#### Brief:
Everything from the line that contains "man in flight" through the final line of the records should be written out exactly, and nothing outside that span.

————

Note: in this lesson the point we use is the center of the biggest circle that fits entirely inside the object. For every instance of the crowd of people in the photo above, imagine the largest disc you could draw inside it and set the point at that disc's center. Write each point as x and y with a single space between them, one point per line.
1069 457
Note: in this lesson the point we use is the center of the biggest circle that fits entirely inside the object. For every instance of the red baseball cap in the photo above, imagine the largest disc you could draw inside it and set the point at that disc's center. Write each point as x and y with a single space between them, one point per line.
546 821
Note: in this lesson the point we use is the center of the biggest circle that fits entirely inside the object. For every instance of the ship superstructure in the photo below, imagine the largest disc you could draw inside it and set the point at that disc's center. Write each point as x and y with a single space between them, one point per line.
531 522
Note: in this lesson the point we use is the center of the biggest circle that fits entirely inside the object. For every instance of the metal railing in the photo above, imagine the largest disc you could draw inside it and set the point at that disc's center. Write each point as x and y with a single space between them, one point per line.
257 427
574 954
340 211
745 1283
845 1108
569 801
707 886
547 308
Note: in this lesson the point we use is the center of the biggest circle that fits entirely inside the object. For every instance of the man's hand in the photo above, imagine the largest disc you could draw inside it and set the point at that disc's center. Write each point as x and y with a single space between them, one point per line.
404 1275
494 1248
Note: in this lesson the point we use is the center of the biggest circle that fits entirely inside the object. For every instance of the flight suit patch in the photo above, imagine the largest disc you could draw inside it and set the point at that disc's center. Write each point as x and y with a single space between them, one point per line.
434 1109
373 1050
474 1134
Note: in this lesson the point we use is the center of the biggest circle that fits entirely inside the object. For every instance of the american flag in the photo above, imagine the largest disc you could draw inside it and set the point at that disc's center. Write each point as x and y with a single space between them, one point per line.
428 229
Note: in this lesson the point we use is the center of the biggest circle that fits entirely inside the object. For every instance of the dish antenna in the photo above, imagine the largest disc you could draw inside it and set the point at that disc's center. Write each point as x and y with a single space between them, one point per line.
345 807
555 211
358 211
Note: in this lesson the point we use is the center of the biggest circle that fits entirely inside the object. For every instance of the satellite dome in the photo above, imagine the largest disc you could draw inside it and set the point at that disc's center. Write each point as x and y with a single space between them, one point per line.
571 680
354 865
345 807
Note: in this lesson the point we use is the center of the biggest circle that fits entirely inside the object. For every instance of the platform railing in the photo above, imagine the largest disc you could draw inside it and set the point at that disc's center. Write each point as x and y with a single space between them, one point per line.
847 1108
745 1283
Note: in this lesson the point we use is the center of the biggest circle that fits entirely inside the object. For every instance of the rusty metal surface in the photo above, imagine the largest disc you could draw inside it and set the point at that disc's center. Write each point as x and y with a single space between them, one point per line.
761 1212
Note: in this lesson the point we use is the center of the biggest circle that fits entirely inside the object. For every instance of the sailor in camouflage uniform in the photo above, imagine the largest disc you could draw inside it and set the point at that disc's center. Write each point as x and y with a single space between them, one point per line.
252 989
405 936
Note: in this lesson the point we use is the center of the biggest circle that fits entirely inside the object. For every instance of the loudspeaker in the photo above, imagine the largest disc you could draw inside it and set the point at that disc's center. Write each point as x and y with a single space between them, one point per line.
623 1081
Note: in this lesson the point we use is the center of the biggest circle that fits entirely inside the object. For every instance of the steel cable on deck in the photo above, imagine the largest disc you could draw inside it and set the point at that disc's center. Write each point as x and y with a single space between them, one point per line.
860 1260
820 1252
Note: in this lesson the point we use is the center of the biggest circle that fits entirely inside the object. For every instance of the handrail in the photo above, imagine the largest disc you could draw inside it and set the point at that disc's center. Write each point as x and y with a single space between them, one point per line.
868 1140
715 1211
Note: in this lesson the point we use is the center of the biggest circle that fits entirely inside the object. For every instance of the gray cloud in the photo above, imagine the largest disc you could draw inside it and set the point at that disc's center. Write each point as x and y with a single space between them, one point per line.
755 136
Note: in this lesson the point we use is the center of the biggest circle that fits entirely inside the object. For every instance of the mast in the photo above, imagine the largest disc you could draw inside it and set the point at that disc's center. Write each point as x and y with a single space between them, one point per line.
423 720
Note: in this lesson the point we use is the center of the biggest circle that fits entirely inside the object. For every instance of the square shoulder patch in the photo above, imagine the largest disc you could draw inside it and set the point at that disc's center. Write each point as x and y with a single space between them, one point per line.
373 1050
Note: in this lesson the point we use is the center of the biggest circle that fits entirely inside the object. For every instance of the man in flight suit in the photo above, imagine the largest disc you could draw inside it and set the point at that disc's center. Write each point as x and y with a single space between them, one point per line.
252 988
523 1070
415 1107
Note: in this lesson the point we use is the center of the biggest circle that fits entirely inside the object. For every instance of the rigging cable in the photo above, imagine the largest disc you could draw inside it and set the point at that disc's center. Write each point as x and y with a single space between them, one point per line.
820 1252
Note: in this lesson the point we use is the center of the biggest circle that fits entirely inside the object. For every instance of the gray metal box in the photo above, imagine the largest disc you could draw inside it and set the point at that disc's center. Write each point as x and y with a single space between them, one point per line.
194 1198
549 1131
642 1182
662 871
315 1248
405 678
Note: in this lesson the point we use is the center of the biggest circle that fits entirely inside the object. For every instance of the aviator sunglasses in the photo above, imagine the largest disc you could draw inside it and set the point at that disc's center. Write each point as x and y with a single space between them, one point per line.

————

#### Worked solution:
Note: in this lesson the point we use is the center of the biggest circle that fits entirely inside the object. For every instance of the man in flight suit in the photo above, imagine the largest disc you could draw inside it and set the point at that disc's center. Write each point as x and y with a single space between them, one point per line.
252 988
523 1070
415 1107
Note: in this lesson the point we use is the center of the biggest circle that fits entirely inside the object. For every instance of the rigging cable in the photo above, imagine the largest disc you could draw inside it and set the point at that disc's center. Write each point as x and y with a single space between them, one point per line.
820 1252
Note: in this lesson the point we use is the center of the biggest circle that fits entirely inside the object. For every instance of the gray metal box in the photo above, imagine the largest disc you could draw inside it and set the point at that disc's center. Write each point as x and y with a single space between them, one point per line.
194 1198
549 1131
642 1182
662 871
315 1248
405 678
Note: in this lesson the point we use is the center of the biggest circle that fits entirely inside the object. For every instance of the aviator sunglasses in the photo above, imagine the largest disc you could draw inside it and set the point at that disc's center. Write each point as x and y with a single space between them, one point per line.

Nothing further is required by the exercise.